> **Exercise requirements**: Nothing in the records that follow should differ once you have copied them out.

> **Data for the task**:
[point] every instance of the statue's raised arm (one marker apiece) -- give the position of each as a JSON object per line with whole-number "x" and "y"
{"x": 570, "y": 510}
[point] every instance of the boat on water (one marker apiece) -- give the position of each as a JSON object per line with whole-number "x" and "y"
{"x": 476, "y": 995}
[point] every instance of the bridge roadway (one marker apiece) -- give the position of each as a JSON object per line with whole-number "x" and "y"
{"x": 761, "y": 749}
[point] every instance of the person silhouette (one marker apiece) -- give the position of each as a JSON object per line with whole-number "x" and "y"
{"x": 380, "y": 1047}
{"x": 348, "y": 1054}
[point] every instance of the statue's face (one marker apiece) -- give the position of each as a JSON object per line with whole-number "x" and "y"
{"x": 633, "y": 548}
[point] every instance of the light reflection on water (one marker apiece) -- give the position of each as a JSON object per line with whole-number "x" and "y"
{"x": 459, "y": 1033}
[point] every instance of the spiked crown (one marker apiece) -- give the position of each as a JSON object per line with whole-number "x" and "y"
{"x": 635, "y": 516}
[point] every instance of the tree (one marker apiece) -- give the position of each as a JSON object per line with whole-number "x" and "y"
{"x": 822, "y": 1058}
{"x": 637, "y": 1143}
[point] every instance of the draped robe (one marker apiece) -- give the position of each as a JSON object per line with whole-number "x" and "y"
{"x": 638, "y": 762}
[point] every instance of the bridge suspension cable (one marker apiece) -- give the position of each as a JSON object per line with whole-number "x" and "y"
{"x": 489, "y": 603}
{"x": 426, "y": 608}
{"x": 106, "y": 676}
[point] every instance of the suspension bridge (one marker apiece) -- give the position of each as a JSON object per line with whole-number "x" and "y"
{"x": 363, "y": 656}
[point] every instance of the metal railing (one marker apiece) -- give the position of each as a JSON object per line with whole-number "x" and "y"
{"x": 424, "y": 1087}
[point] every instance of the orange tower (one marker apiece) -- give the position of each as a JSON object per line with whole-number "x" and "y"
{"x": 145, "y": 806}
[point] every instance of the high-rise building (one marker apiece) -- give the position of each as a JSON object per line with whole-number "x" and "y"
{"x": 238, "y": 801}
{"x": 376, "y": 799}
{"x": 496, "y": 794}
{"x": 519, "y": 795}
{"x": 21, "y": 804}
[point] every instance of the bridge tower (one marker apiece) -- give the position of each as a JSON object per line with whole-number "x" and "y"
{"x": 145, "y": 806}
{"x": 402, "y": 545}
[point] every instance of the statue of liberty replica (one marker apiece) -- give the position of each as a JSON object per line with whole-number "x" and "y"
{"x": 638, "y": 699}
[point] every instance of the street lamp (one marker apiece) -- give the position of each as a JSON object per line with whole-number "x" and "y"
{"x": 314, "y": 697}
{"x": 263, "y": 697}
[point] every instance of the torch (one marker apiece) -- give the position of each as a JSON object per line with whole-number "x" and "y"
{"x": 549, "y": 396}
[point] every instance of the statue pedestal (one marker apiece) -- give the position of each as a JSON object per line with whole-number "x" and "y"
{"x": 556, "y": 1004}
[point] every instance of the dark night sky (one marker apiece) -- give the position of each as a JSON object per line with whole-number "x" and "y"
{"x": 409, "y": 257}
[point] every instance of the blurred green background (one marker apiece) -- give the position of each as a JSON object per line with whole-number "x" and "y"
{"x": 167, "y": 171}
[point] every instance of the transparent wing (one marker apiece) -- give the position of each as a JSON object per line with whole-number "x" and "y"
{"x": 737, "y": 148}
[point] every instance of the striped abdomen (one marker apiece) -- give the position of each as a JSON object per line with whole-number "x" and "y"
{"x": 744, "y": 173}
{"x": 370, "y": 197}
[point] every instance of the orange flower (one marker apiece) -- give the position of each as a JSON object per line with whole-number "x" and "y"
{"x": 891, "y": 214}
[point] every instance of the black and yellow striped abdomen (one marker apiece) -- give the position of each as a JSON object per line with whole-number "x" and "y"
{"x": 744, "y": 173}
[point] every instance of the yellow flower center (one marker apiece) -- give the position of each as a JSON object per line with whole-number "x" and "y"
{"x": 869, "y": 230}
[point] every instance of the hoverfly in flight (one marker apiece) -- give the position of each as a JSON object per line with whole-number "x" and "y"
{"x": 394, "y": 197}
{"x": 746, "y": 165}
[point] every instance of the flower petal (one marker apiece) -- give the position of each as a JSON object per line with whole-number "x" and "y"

> **Finished task**:
[point] every instance of the statue's raised arm (one marker apiece) -- give the position of each as a JSON object per line with whole-number "x" and "y"
{"x": 570, "y": 510}
[point] every instance of the boat on water (one marker apiece) -- give the position of each as a JSON object per line with whole-number "x" and "y"
{"x": 476, "y": 995}
[point] every instance of the bridge roadway (one marker apiece) -- give the position of each as a JSON object per line with whole-number "x" and "y"
{"x": 761, "y": 749}
[point] every instance of the person silhouette (one marker apiece) -- give the position of each as a JSON object per line with whole-number "x" and "y"
{"x": 380, "y": 1047}
{"x": 348, "y": 1054}
[point] every instance of the statue's face (one marker apiece) -- give the position of each as a JSON object per line with whole-number "x" and "y"
{"x": 633, "y": 548}
[point] every instance of the light reflection on water (one marker apiece) -- give the position of each as a JSON object per line with whole-number "x" and "y"
{"x": 459, "y": 1033}
[point] every instance of the spiked crown (one marker apiece) -- give the position of each as a JSON object per line with whole-number "x" and "y"
{"x": 635, "y": 516}
[point] every instance of the tree (one marker apiece) -- give the position of each as a JSON object per line with whole-number "x" and "y"
{"x": 822, "y": 1058}
{"x": 637, "y": 1143}
[point] every instance of the draped robe (one marker apiece) -- give the position of each as a JSON object per line with whole-number "x" and "y"
{"x": 638, "y": 762}
[point] every instance of the bridge suspension cable (one marker apiece) -- give the position of each as a JSON object per line with whole-number "x" and "y"
{"x": 489, "y": 603}
{"x": 426, "y": 608}
{"x": 106, "y": 676}
[point] every instance of the suspension bridge (one marker apiece) -- give the position of each as a JSON object per line with whole-number "x" and "y"
{"x": 363, "y": 656}
[point] every instance of the metal railing (one marker apiece) -- give the position of each as a JSON object per line with whole-number "x" and "y"
{"x": 424, "y": 1087}
[point] every instance of the orange tower (one marker apiece) -- give the position of each as a JSON object per line with whole-number "x" and "y"
{"x": 145, "y": 806}
[point] every instance of the high-rise building (one marker apiece) -- give the position of each as a JSON object per line with whole-number "x" and "y"
{"x": 238, "y": 801}
{"x": 376, "y": 799}
{"x": 496, "y": 794}
{"x": 519, "y": 795}
{"x": 21, "y": 804}
[point] every instance of the bridge tower (one marker apiece) -- give the position of each as a JSON object per line with whole-number "x" and "y"
{"x": 145, "y": 806}
{"x": 402, "y": 545}
[point] every instance of the statue of liberty replica (one marker apiece) -- give the position of each as a JSON object per line with whole-number "x" and "y"
{"x": 638, "y": 699}
[point] every instance of the street lamp (one marker apiece) -- give the position of each as a JSON object per line with whole-number "x" and "y"
{"x": 314, "y": 697}
{"x": 263, "y": 697}
[point] every instance of the torch (one marker apiece) -- give the position of each as a JSON object per line with whole-number "x" and "y"
{"x": 549, "y": 396}
[point] every instance of the statue pedestal (one marker apiece) -- give the position of each as a JSON object per line with whole-number "x" and "y"
{"x": 556, "y": 1004}
[point] every instance of the dark night sky (one marker apiece) -- give the position of each as a JSON object per line with whole-number "x" and "y"
{"x": 409, "y": 257}
[point] every instance of the blurred green background (one marker apiece) -- give the position of each as a JSON object per line with whole-number "x" and "y"
{"x": 167, "y": 171}
[point] every instance of the transparent wing (one marker apiece) -- give the position of each as a JSON object per line with whole-number "x" and "y"
{"x": 737, "y": 148}
[point] every instance of the striped abdomen (one marker apiece) -- give the position of each as a JSON object per line with whole-number "x" and "y"
{"x": 744, "y": 173}
{"x": 370, "y": 197}
[point] every instance of the orange flower (one marker apiece) -- give the position of each as a JSON object per line with whole-number "x" and "y"
{"x": 891, "y": 214}
[point] every instance of the black and yellow striped abdomen (one marker apiece) -- give the position of each as a JSON object per line with whole-number "x" and "y"
{"x": 744, "y": 173}
[point] every instance of the yellow flower center (one marker apiece) -- give the position of each as a JSON object per line with whole-number "x" and "y"
{"x": 869, "y": 230}
[point] every instance of the hoverfly in flight (one marker apiece) -- give the position of each as a JSON object per line with whole-number "x" and "y"
{"x": 394, "y": 197}
{"x": 746, "y": 165}
[point] every instance of the flower petal (one marker apiece) -- give the position of each as a JSON object per line with whole-number "x" and "y"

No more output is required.